● **Records**:

--- START ---

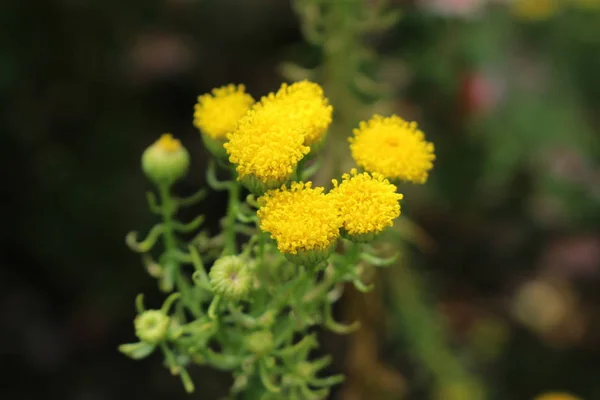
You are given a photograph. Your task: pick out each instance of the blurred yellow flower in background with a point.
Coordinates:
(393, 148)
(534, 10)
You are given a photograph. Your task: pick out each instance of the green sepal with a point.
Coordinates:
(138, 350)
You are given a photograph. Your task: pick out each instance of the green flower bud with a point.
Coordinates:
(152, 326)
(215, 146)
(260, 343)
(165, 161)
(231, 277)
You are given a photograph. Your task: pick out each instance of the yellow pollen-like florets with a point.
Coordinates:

--- END ---
--- START ---

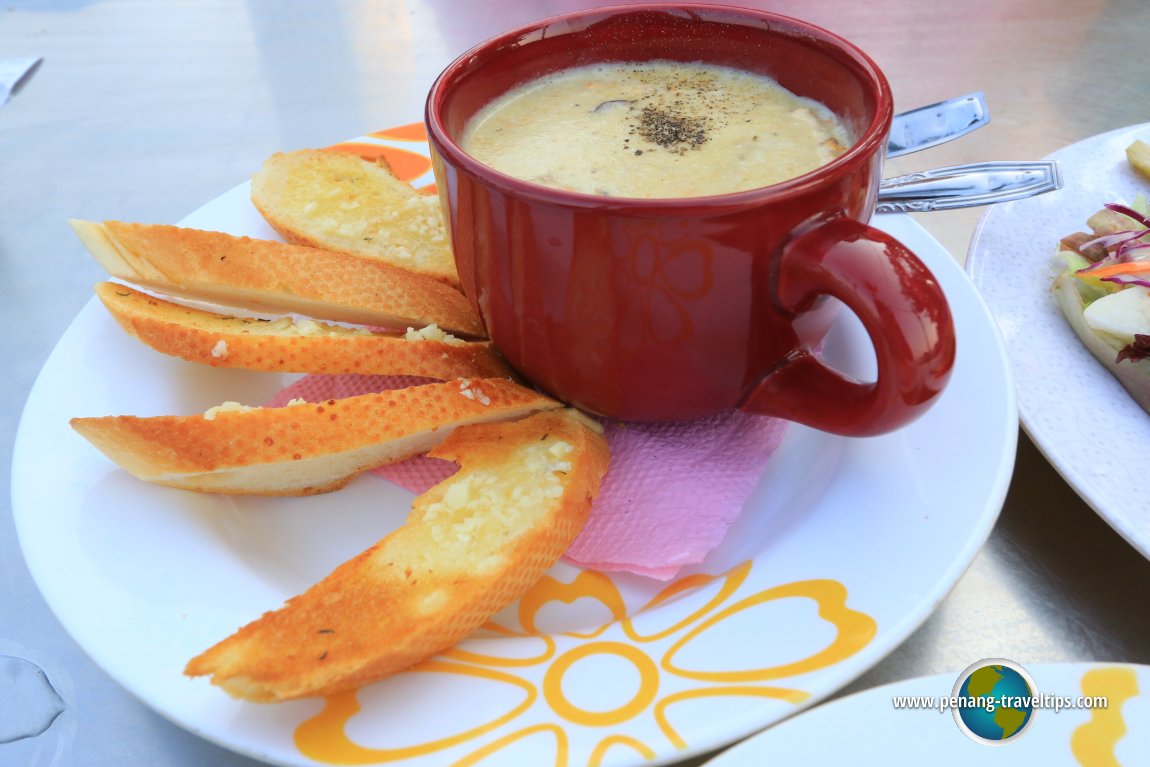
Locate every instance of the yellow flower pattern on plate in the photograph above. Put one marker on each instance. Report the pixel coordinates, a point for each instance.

--- END ---

● **Your assignment**:
Search the listing for the word "with" and return each line that holds it.

● **Written answer**:
You are given a photograph. Your task: pick out each instance of the blurred yellow flower in background with a point.
You are given a photograph. Your task: pick out each instance of the green sepal with a point.
You are given a photograph. Your task: pick out each instance of the green flower bud with a point.
You are given a photograph. Your task: pick out each instance of the yellow pollen-like florets with a point.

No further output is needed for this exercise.